GIVEN TEXT ::
══════════
Dr. Dre’s doctors thought he will not survive the brain aneurysm last year.
In January 2021, Dr. Dre suffered a brain aneurysm and was hospitalized and directly taken to ICU at the Cedars-Sinai Medical Center in Los Angeles. The super producer went on to get better in the next few days, but his doctors thought that he would die.
Dr. Dre had a conversation with Dolvett Quince on his Workout the Doubt podcast, where he revealed that Doctors called his family to say final goodbyes. “I’m at Cedars Sinai hospital and they weren’t allowing anybody to come up, meaning visitors or family or anything like that, because of COVID, but they allowed my family to come in,” he said. “I found out later, they called them up so they could say their last goodbyes because they thought I was outta here.”
He continued, “I didn’t know it was that serious, you know? Seeing my mom and my sister and everybody coming in the room. Nobody told me, I had no idea. That was crazy.”
══════════
EXTRACTED DATA ::
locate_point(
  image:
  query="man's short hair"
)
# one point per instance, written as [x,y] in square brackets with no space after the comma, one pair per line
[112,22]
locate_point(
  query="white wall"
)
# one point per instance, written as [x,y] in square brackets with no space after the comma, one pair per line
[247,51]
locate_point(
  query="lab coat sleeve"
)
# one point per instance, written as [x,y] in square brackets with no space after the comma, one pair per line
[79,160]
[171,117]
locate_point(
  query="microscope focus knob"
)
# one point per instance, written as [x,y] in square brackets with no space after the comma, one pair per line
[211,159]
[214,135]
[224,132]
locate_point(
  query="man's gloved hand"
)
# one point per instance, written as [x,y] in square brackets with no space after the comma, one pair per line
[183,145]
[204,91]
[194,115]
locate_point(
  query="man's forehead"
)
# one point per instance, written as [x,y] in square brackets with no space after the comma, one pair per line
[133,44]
══════════
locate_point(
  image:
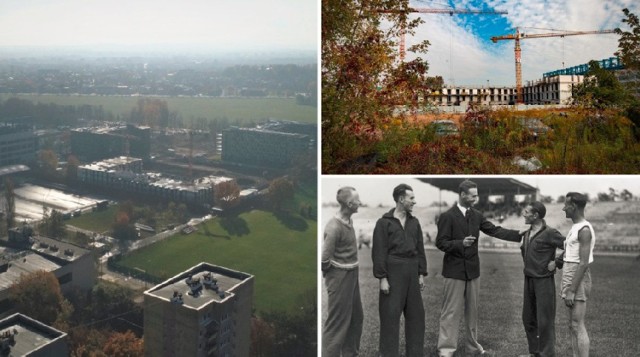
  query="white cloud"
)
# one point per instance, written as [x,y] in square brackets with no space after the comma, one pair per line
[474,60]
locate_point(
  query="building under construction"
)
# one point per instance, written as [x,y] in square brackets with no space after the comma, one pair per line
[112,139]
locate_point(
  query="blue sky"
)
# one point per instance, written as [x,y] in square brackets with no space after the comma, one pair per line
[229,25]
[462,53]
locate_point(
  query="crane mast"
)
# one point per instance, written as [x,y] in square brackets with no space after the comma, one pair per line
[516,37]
══════════
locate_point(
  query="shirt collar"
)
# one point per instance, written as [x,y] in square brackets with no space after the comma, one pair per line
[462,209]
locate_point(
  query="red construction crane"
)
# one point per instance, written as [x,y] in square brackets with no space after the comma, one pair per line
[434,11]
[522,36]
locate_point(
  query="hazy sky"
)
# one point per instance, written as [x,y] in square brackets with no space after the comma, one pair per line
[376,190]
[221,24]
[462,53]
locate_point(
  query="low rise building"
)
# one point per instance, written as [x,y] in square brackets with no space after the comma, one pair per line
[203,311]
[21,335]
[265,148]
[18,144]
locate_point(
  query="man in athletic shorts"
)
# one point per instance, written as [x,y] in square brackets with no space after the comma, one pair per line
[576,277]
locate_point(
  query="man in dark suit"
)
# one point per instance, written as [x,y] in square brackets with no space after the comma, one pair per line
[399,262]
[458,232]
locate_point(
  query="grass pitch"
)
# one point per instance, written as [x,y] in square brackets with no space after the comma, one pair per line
══════════
ACTION ITEM :: From the article on Dr. Dre's aneurysm, copy the stretch from "In January 2021, Dr." through "he would die.", swapping "super producer" for "famed producer".

RESULT OF THE TASK ::
In January 2021, Dr. Dre suffered a brain aneurysm and was hospitalized and directly taken to ICU at the Cedars-Sinai Medical Center in Los Angeles. The famed producer went on to get better in the next few days, but his doctors thought that he would die.